§ **Brano scelto**:

Siamo ora tornati da Gualtiero. Gualtiero ingaggia un recitativo - che si muove fra le tonalità  di LA minore, DO e MIb maggiore - con Itulbo (1h47’59”) durante il quale manifesta il proposito di incontrare a tutti i costi Imogene, vanamente sconsigliatone dal compagno. E proprio in quel momento compare la donna (1h49’33”) intenzionata a convincere Gualtiero a fuggire. Invano, chè lui conferma i propositi di prenderla con sè o morire. Inizia qui (1h51’28”) il duetto (che poi diverrà terzetto con il sopraggiungere di Ernesto). Gualtiero, in DO maggiore, invita Imogene a fuggire con lui (Vieni, cerchiam pe’ mari) chiuso da una salita (non scritta, ma efficace) al DO acuto. La risposta di Imogene (1h59’33”, Taci, rimorsi amari) arriva sulla stessa linea melodica, ma dopo una modulazione a LA maggiore: la donna prefigura i rimorsi che coglierebbero lei e l’amante per il resto della loro esistenza. I due (1h55’36”) ancora si scambiano opposti propositi, ma sta sopraggiungendo Ernesto (1h56’36”) che già pregusta il piacere di catturare Gualtiero. Qui inizia (1h56’55”) il terzetto vero e proprio, in tonalità di RE, poi di LA maggiore: Gualtiero si prepara al peggio (Cedo al destin orribile) e a sfidare la morte; Imogene ancora lo supplica di desistere; Ernesto (ancora non visto dai due) già prefigura una punizione esemplare per i fedifraghi. Qui mi pare che Frizza trattenga eccessivamente i tempi, i tre sono impegnati anche in alcuni virtuosismi che culminano, per tenore e baritono, in due non facili cadenze, sulla prima delle quali Pretti raggiunge (2h00’35”) con qualche affanno il RE acuto (questo scritto in partitura) mentre Alaimo (2h00’50”) cala vistosamente (MIb al posto di MI naturale) sul culmine della sua. Anche qui c’è un applauso non certo entusiasta. Attacca ora (2h01’38”) la parte conclusiva del terzetto. Gualtiero ancora indugia, ma Ernesto si palesa e fra i due si ingaggia una reciproca sfida mortale. Siamo ora alla stretta finale (2h02’51”) in DO maggiore, tutta su un ritmo puntato che ben evoca l’agitazione dei tre. La conclusione è, diciamo così... semplificata.

§ **Sfida 1**: Conta le righe delle voci in cui compare la parola "side" e scrivi soltanto il numero.
§ **Sfida 2**: Per favore, prosegui il brano sul terzetto a partire dalla sua ultima frase.
Il brano sul terzetto e le voci non hanno alcun legame tra loro.

§ **Dati del compito**:
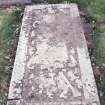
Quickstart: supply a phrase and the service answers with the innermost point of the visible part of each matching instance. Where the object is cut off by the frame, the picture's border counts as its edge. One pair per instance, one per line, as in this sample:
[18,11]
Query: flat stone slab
[52,65]
[12,2]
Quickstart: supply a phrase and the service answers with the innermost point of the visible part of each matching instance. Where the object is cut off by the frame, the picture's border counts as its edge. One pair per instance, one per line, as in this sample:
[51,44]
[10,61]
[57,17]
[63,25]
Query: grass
[96,10]
[9,21]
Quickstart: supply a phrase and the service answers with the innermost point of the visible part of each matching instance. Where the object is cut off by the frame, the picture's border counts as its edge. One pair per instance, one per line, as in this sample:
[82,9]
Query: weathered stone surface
[10,2]
[52,65]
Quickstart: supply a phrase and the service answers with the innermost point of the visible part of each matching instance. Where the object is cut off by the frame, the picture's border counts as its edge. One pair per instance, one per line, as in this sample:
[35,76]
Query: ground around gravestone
[13,2]
[52,64]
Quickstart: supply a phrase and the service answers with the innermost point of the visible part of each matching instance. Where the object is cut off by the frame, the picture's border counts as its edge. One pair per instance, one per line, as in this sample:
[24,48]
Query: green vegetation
[95,8]
[9,22]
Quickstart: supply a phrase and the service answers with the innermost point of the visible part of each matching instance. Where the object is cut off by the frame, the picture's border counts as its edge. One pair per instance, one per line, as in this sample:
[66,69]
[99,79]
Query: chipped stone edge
[89,84]
[15,2]
[86,69]
[19,64]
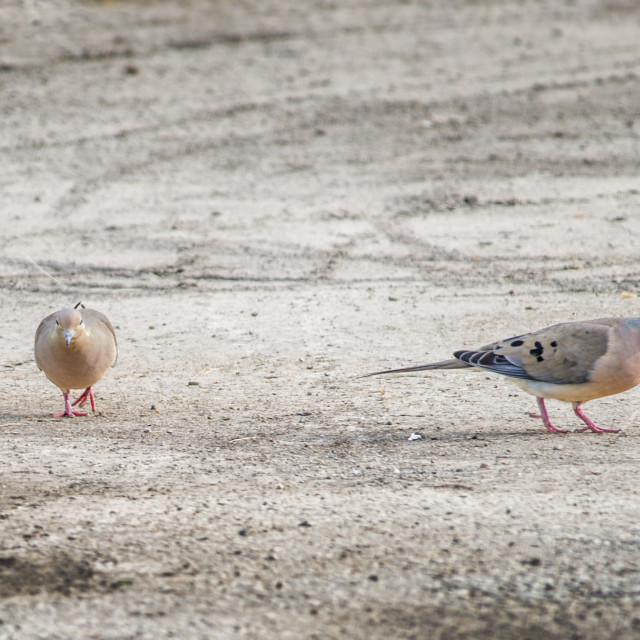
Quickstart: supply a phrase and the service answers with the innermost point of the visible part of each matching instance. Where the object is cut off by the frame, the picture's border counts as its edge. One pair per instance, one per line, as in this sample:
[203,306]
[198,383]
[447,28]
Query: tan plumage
[74,348]
[571,361]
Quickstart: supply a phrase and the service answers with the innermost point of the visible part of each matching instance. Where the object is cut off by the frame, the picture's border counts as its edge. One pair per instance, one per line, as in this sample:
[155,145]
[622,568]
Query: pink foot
[590,423]
[68,412]
[87,394]
[545,418]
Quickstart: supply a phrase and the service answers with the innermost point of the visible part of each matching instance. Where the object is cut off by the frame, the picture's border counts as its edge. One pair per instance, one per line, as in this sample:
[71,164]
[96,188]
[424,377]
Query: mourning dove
[571,361]
[74,348]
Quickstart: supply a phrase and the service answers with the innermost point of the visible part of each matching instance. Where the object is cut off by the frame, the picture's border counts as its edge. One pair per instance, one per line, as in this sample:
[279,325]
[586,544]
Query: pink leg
[68,412]
[545,417]
[590,423]
[87,394]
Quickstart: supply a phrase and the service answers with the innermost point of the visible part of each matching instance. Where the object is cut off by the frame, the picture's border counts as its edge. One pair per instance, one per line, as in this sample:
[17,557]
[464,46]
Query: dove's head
[69,324]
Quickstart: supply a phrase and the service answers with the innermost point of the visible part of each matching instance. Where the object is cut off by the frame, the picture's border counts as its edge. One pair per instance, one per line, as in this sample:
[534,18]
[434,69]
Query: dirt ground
[270,198]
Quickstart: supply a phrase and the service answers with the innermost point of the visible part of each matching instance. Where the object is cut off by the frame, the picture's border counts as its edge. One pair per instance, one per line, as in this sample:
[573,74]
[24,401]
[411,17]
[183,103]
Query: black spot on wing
[493,362]
[539,349]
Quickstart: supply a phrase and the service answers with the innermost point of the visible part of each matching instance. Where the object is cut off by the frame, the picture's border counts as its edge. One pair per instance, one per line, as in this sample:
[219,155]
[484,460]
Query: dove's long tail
[454,363]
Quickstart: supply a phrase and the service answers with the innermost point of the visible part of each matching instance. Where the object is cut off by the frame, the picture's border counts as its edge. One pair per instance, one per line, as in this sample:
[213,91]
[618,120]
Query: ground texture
[270,198]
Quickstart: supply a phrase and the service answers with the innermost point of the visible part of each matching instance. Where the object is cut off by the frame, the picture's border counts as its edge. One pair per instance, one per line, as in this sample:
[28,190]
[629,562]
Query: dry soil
[270,198]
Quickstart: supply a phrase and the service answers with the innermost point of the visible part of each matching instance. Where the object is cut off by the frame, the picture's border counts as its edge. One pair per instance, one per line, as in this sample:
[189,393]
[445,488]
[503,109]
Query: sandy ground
[269,198]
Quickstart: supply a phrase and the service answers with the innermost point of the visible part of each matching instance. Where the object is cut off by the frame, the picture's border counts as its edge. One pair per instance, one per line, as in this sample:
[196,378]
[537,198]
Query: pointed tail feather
[454,363]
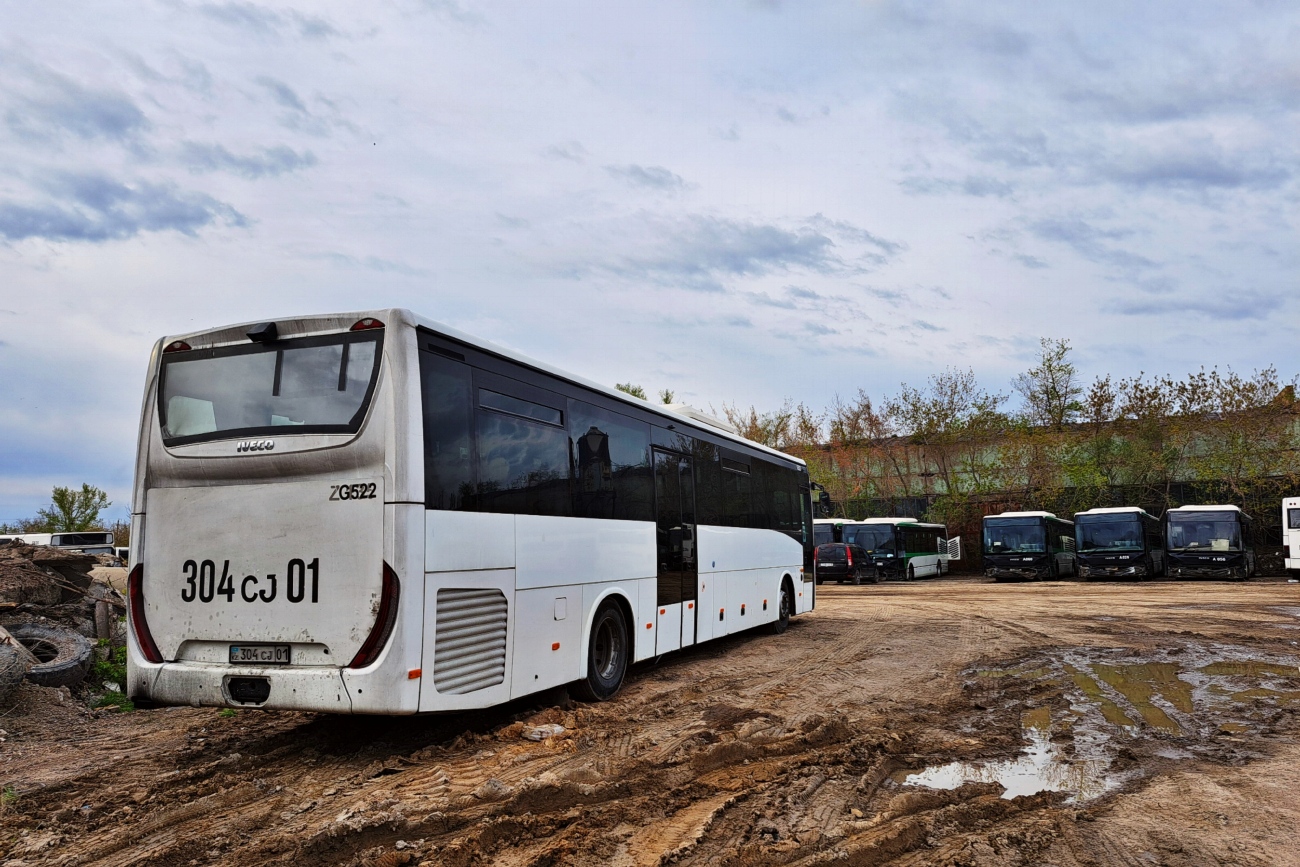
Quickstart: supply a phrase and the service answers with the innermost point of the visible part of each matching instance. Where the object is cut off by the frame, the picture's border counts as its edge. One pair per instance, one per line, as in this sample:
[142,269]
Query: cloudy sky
[742,202]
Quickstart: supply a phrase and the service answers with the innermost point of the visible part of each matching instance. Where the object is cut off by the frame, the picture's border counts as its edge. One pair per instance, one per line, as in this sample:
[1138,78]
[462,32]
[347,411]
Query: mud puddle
[1093,720]
[1043,766]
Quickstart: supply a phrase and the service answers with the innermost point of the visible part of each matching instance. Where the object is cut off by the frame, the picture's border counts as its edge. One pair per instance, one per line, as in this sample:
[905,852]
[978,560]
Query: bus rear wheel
[784,608]
[606,654]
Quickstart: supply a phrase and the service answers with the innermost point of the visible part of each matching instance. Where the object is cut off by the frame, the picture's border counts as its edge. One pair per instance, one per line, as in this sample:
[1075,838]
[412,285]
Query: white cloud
[866,193]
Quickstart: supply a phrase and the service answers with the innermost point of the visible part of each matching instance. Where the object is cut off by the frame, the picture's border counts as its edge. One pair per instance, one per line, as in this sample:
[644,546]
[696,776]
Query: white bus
[1291,534]
[905,547]
[85,541]
[376,514]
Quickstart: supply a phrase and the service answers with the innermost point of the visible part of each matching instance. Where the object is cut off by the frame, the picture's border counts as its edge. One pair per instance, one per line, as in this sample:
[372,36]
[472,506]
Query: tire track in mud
[753,750]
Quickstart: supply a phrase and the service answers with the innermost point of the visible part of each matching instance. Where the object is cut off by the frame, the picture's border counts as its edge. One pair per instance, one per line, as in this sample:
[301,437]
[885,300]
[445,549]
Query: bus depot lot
[1164,711]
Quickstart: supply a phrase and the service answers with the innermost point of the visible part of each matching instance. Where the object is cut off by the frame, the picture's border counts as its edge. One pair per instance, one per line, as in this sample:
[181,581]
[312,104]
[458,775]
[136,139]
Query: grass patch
[116,701]
[112,668]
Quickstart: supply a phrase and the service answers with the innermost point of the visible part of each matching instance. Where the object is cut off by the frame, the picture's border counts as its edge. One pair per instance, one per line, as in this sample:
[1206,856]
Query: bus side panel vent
[469,649]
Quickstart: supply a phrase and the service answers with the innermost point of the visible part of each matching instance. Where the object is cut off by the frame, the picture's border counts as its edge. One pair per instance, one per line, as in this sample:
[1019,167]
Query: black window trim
[519,415]
[521,373]
[351,428]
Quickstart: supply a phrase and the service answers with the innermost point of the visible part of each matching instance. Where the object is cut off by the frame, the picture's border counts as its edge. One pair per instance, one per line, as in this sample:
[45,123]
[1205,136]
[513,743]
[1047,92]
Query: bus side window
[611,460]
[736,494]
[445,389]
[523,464]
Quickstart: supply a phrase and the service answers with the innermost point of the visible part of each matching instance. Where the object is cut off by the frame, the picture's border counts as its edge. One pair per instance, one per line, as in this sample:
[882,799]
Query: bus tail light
[384,621]
[135,597]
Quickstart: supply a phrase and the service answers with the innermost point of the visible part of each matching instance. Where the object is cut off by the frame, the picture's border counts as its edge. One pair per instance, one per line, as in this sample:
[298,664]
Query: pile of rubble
[55,605]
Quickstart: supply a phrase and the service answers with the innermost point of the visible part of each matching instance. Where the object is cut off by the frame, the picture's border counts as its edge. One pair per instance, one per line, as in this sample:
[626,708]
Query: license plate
[260,654]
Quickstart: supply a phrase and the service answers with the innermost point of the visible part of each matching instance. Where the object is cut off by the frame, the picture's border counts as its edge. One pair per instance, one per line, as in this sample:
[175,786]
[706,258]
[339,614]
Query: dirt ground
[1144,723]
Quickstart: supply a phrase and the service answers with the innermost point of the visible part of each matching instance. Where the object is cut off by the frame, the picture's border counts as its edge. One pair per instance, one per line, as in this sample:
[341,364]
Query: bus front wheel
[607,654]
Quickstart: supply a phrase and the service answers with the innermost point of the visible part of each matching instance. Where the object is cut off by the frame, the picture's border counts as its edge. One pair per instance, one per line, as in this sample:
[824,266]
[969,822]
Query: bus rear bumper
[261,686]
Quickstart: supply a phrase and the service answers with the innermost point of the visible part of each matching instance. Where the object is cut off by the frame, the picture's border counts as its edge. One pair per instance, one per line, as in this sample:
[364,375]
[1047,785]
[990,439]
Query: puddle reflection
[1043,767]
[1186,703]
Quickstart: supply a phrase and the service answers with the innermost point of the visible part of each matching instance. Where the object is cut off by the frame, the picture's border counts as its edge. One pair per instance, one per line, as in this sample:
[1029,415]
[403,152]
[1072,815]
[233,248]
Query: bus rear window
[310,385]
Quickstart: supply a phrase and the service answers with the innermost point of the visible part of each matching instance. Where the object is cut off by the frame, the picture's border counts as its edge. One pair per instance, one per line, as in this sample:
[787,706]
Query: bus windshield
[1014,538]
[872,537]
[1204,530]
[311,385]
[1109,536]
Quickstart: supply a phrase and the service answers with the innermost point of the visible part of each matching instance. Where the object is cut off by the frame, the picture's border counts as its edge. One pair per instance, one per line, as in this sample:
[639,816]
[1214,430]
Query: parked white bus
[376,514]
[86,541]
[905,547]
[1291,534]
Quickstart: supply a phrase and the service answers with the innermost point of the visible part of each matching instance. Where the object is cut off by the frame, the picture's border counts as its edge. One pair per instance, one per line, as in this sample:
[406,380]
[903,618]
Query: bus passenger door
[675,541]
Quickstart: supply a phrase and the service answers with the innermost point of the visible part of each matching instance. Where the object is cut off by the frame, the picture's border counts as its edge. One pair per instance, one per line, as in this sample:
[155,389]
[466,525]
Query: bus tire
[64,655]
[607,653]
[784,608]
[13,668]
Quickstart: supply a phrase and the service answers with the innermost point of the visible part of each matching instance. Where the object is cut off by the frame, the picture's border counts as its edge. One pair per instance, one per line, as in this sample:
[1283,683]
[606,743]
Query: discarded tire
[13,668]
[63,655]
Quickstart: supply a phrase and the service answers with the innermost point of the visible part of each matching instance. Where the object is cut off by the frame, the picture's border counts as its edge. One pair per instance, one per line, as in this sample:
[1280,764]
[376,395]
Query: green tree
[72,510]
[1052,389]
[635,390]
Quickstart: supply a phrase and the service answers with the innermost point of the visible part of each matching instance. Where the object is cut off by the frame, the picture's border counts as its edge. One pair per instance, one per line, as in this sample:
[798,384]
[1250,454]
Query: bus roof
[334,323]
[1116,510]
[1208,508]
[1039,514]
[900,520]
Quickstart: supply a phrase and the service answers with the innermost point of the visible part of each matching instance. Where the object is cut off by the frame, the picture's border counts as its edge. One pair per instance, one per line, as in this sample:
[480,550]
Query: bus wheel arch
[784,606]
[610,649]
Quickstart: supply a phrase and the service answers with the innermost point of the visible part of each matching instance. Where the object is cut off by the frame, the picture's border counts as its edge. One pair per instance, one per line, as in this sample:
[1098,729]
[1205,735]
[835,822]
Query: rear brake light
[384,621]
[135,597]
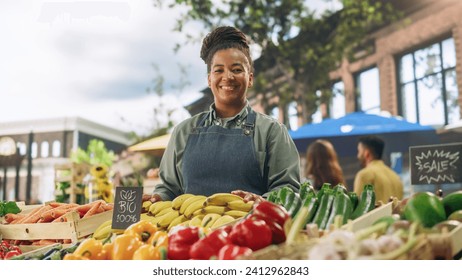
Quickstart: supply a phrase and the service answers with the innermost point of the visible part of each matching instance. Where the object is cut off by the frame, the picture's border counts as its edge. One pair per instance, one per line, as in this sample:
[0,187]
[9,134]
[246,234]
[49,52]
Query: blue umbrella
[345,131]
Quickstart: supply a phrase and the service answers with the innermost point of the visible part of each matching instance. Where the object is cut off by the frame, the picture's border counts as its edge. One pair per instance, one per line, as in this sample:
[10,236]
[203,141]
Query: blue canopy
[345,131]
[357,123]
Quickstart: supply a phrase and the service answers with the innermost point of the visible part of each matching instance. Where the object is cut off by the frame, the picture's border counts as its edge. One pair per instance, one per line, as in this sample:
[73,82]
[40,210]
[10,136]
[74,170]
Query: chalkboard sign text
[127,206]
[436,164]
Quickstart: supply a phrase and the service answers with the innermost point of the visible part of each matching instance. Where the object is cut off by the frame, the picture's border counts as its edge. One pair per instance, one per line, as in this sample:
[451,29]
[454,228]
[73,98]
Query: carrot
[83,209]
[34,217]
[55,204]
[95,209]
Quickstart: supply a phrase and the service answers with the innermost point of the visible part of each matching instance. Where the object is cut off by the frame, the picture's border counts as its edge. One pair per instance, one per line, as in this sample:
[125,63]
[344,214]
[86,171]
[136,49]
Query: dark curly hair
[221,38]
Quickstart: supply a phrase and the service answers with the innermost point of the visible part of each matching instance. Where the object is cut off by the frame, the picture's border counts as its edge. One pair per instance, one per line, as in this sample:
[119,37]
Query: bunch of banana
[105,230]
[197,210]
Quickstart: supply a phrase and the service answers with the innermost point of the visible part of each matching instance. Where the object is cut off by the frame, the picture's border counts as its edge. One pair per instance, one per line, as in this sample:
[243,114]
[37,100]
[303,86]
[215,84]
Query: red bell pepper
[208,246]
[180,242]
[275,217]
[231,252]
[251,232]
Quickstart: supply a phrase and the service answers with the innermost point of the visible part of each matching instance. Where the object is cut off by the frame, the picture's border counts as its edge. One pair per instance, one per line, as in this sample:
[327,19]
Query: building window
[56,149]
[337,106]
[368,86]
[275,113]
[427,84]
[33,151]
[22,148]
[293,115]
[44,149]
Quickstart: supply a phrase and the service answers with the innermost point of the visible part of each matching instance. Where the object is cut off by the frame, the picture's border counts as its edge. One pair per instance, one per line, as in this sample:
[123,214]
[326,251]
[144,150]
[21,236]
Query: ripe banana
[178,201]
[166,219]
[196,205]
[158,206]
[145,206]
[165,211]
[188,202]
[178,220]
[209,219]
[236,213]
[196,221]
[223,220]
[149,218]
[221,199]
[103,231]
[240,205]
[214,209]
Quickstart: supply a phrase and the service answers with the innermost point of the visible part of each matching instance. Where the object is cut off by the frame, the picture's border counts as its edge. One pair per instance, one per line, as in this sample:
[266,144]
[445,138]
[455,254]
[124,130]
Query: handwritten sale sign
[127,206]
[436,164]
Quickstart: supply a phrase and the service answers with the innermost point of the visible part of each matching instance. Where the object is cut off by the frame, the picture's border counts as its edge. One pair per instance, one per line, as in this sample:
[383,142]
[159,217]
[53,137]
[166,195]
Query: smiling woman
[230,148]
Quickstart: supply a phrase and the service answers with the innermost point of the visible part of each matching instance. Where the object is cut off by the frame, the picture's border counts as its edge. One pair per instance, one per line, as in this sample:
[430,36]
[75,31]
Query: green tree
[299,46]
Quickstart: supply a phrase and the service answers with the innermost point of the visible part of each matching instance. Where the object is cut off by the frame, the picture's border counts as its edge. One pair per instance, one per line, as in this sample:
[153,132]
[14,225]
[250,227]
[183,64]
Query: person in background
[230,147]
[374,171]
[322,165]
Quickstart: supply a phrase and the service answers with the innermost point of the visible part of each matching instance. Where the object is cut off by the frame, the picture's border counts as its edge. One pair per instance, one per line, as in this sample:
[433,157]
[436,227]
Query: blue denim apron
[218,159]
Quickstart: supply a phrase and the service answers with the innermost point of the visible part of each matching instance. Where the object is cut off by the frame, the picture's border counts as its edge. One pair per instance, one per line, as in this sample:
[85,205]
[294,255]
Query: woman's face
[229,78]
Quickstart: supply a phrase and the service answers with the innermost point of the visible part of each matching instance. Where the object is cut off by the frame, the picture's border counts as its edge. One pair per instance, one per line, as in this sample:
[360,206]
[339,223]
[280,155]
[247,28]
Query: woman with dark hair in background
[322,164]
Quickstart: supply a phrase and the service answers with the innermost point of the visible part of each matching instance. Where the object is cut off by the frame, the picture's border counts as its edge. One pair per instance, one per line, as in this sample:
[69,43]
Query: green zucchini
[366,202]
[305,189]
[320,193]
[354,199]
[310,202]
[342,206]
[325,204]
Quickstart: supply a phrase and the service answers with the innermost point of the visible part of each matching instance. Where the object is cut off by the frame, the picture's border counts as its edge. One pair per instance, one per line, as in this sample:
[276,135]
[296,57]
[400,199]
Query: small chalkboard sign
[436,164]
[127,206]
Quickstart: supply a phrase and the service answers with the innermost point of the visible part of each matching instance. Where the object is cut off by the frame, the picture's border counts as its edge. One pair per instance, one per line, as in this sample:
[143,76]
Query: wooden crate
[74,229]
[446,245]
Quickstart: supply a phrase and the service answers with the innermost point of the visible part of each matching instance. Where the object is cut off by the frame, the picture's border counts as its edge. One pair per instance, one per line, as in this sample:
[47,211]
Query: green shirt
[276,152]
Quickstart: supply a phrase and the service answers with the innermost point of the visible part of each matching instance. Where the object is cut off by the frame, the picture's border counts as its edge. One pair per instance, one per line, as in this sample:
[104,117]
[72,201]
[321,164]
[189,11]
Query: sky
[94,60]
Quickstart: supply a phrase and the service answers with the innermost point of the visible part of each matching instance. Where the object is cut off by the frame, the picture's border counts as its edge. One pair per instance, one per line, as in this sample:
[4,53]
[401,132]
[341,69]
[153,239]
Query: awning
[154,144]
[344,132]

§ **Risposta 1**: 2

§ **Risposta 2**:
Ora abbiamo il recitativo di Imogene e Adele 2h04’47”): questa cerca di calmare la Signora, che invece vorrebbe precipitarsi per separare i due litiganti, marito e amante. Ci si muove da DO a RE minore, LA minore per tornare a DO maggiore. Le ultime 12 battute strumentali vengono tagliate, per passare direttamente (2h06’01”) alla scena successiva, che ci presenta già il risultato del duello fra i due contendenti: Ernesto ha evidentemente avuto la peggio, visto che i suoi guerrieri gli stanno facendo il funerale... Dopo l’introduzione strumentale, che va dal SOL a DO maggiore, ecco il coro (2h07’16”) cantare l’elogio funebre del Duca. Per un po’ Frizza tiene il tempo maestoso, effettivamente adatto ad un mortorio (pur se in DO maggiore...); poi però a un certo punto accelera vistosamente, e il coro si chiude con passo garibaldino.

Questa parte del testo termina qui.